◆ **SUPPLIED TEXT**:

::::::::::

Paraiso Beach: it's a little off the beaten path, but for all you dudes and dudettes out there, this beach has one of the longest sandy breaks in the world. No more worrying about a nasty fall over some unforgiving reefs or tangly seaweed. And the waves aren't too shabby either. The black-sand beach is perfect for working on your sun-kissed glow and the surf shack has some of the best, fresh, caught-that-day Mexican seafood dishes. If you're brave enough, they might even cook up some stingray for you to try.

San Francisco de Almoloyan - Convento Franciscano: Built in 1556, the Spaniards worked stone from the native peoples' own land into the church to encourage them to pray there. Over 200 families from Chiapas were forced to live there - the Spaniards attempt at exercising cultural control. It's now the site of St. Francis of Almoloyan Church, along with what remains of the convent arch, stone walls and bell tower after numerous

On the steps of the original structure
15 de septiembre: Mexican Independence Day, If you're here at this time, it's definitely a celebration you can't miss out on. Literally. Green, white, and red decorations adorn buildings everywhere and dresses, hats, and those fun blow horns that everybody loves can be bought anywhere. The city of Colima's grand celebration takes place in the main plaza in centro, with plenty of federalis around to keep everyone in order.

The night started off with shows by some of the top mariache bands in the country. There were tables and booths everywhere to buy anything from jewellery to Mexi-fries to moustaches. We definitely took advantage of the moustaches. Around 11 pm, the mayor of Colima gave a speech from the balcony of the government buildings in the square, followed by the "Grito de Independencia." Viva Mexico! was chanted over and over by the entire crowed.

Fireworks ended off the night. Clearly Mexico does not have the same safety laws as Canada: they were shot off right above our heads. But the ashes in eyes and all over clothes were well worth the sight.

Celebrating 15 de septiembre Mexican-style in Colima's centro.
Comala: Located less than 15 minutes outside Colima, Comala is a laid-back, traditional treat. Be sure to visit Don Comolon, a restaurant boasting live mariache music and free, endless appetizers when you order drinks. It's a must-visit for newcomers to Colima.

Lunch in Comala
Tortugario: It's a little sanctuary just outside Armeria, near Tecoman. It's home to sea turtles, iguanas, and some snappy-looking alligators. We learned a little bit about each animal and how the turtles, specifically, are raised from eggs until they're old enough to be released into the ocean. We even got to hold a baby!

Laguna de la Maria:
Located in the mountains outside Comala, it's a beautiful lake with a haunted past.

According to local legend, Maria lived with her husband Juan around this lake. Maria was beautiful, but had no children and was constantly suspicious of her husband.

One day, Juan returned to the house with residents of a nearby rancheria, who invited the couple to a dance. Maria refused to attend, but Juan decided to go while she watched the house.

While he was gone, Maria became increasingly jealous and called out to the devil to return her husband and change his soul. The devil became present, and immediately she repented and screamed out in terror, but it was too late. He carried her to a place now known as "the grave," and buried her in a hole dug with his own hands.

::::::::::

◆ **PARTS OF THE EXERCISE**:
- A) Print the passage of the Colima travel text from "The night started" up to and including "in Colima's centro.".
- B) Answer these questions from the Colima travel text:
(i) In what year was the Franciscan convent of San Francisco de Almoloyan built?
(ii) At about what time did the mayor of Colima give his speech on 15 de septiembre?
(iii) How far outside Colima is Comala located?
- C) Which animals does the Colima travel text say live at the Tortugario sanctuary?

◆ **DATA ENTRIES**:

::::::::::

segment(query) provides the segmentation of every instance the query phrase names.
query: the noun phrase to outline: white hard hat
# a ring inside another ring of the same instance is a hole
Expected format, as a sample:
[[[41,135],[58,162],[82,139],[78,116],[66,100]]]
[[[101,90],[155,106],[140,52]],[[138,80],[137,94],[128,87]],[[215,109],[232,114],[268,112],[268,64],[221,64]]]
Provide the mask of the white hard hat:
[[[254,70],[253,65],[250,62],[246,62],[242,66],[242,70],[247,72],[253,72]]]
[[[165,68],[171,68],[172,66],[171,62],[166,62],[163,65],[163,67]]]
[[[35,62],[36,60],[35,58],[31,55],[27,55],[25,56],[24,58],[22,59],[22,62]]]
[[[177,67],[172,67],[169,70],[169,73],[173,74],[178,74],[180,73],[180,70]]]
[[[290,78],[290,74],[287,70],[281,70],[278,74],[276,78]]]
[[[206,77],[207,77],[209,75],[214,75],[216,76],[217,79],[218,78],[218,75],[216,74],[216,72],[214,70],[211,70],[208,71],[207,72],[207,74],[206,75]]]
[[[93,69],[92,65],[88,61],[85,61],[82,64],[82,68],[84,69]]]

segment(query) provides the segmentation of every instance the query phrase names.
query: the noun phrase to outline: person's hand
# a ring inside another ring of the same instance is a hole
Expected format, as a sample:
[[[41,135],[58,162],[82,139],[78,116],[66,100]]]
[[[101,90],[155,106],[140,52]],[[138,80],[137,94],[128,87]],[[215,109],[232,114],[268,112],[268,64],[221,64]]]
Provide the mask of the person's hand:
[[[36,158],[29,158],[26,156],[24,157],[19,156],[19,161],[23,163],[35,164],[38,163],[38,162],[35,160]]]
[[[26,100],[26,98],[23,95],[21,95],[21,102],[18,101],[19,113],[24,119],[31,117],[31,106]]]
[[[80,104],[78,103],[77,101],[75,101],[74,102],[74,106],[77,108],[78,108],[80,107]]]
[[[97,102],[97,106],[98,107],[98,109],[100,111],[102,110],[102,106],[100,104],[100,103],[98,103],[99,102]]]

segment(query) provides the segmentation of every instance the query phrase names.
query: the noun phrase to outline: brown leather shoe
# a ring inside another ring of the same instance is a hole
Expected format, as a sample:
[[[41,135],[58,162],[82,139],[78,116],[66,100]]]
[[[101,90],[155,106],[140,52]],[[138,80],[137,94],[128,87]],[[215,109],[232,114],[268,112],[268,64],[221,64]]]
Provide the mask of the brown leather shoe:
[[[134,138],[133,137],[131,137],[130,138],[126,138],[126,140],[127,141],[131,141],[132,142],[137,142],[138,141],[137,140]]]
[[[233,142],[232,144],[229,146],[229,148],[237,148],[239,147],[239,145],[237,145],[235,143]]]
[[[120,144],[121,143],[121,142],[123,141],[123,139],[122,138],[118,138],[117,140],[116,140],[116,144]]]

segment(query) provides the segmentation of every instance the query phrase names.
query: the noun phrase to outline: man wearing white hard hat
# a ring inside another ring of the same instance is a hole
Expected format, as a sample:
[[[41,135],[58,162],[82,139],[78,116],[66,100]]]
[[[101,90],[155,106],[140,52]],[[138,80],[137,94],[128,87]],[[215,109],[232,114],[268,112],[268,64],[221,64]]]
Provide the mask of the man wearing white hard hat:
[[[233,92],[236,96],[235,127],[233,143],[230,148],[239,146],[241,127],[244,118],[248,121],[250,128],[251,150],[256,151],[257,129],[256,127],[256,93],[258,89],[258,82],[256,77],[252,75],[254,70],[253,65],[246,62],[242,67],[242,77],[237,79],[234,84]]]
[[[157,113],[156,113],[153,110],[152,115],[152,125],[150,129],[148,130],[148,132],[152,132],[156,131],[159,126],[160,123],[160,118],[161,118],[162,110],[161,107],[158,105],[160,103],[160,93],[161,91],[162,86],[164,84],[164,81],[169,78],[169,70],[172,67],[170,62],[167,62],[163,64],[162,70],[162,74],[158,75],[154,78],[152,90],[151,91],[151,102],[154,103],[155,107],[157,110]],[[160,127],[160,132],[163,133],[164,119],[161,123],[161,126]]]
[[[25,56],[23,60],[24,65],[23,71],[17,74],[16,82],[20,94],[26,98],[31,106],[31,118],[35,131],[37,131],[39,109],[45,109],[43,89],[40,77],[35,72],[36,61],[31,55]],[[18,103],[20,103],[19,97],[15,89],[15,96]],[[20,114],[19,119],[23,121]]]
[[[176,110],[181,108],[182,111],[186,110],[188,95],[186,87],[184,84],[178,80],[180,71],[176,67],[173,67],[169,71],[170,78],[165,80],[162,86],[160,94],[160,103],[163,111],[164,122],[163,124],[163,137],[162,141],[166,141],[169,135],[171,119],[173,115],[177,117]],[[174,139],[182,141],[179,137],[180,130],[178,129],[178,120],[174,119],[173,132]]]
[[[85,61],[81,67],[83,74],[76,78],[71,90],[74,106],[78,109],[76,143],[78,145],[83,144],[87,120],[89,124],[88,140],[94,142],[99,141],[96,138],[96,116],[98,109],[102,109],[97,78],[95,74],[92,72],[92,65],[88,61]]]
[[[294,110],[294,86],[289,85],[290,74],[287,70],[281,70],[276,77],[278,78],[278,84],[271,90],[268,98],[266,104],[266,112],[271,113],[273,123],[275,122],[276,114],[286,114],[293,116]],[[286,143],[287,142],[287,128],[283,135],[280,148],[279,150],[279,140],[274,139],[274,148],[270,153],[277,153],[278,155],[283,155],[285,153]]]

::::::::::

◆ **SOLUTIONS BY TASK**:
- A)
The night started off with shows by some of the top mariache bands in the country. There were tables and booths everywhere to buy anything from jewellery to Mexi-fries to moustaches. We definitely took advantage of the moustaches. Around 11 pm, the mayor of Colima gave a speech from the balcony of the government buildings in the square, followed by the "Grito de Independencia." Viva Mexico! was chanted over and over by the entire crowed.

Fireworks ended off the night. Clearly Mexico does not have the same safety laws as Canada: they were shot off right above our heads. But the ashes in eyes and all over clothes were well worth the sight.

Celebrating 15 de septiembre Mexican-style in Colima's centro.

- B)
(i) 1556
(ii) Around 11 pm
(iii) Less than 15 minutes

- C) Sea turtles, iguanas, and alligators